## SHORT TASK:
Select every line of the data below that contains the string "black", and copy each one. Matching is case-sensitive.

===== SUPPLIED MATERIAL =====

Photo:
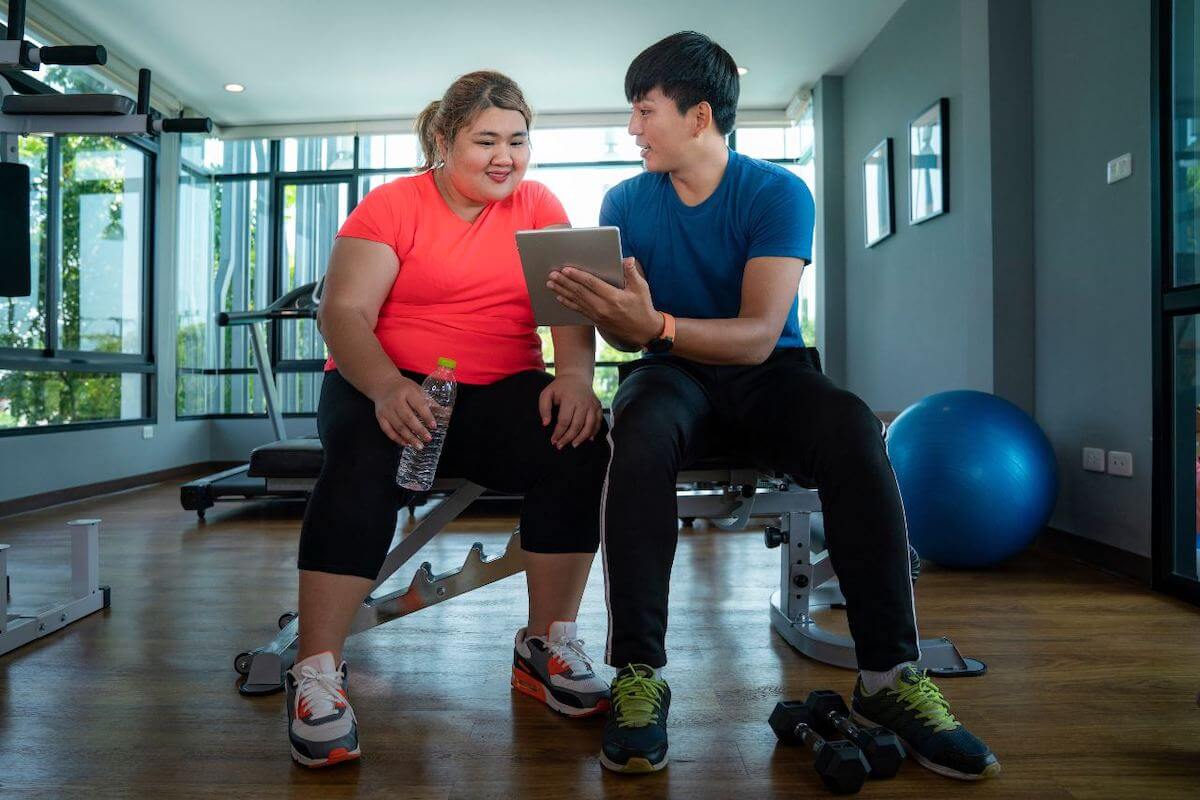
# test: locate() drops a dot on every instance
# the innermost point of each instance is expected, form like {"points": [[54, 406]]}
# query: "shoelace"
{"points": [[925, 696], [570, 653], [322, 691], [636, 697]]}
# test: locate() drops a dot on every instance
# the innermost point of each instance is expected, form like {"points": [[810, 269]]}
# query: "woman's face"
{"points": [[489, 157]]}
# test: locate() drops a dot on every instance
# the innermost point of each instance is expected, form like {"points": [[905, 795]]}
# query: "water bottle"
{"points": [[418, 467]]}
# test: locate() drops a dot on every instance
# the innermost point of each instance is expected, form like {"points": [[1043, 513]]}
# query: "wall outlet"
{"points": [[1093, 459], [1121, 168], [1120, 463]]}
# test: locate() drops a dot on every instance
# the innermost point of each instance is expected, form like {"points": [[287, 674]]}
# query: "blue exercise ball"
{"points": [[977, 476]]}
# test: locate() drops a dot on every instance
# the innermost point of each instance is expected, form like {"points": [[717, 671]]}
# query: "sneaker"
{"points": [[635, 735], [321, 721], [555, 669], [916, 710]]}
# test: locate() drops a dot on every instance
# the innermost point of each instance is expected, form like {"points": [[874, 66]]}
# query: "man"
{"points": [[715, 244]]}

=====
===== SUPPLIED MATERIAL =====

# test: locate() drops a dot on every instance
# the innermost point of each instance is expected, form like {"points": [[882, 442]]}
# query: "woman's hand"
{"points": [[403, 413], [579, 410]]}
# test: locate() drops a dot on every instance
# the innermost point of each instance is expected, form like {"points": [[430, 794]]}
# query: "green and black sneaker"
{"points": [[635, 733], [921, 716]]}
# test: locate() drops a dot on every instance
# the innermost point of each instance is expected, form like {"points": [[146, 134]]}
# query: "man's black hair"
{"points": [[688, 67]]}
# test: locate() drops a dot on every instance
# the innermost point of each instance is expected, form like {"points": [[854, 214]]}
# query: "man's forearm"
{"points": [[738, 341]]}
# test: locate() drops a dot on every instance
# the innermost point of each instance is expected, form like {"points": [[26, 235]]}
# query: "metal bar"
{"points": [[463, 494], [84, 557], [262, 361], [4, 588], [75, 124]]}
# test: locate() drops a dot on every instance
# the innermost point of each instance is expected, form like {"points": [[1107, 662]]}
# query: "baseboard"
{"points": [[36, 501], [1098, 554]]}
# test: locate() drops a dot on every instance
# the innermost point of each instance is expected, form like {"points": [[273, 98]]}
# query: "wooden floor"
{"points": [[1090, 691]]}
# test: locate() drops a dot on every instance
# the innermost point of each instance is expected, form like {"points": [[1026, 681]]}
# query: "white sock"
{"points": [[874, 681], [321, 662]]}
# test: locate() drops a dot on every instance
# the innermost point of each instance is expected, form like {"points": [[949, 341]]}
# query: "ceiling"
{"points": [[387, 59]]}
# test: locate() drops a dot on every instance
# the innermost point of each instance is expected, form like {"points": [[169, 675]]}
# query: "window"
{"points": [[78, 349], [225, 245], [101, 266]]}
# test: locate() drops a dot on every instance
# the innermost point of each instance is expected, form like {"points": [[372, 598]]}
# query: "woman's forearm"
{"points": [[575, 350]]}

=====

## TASK OUTPUT:
# query: "green and black sneaker"
# query: "man's black hair"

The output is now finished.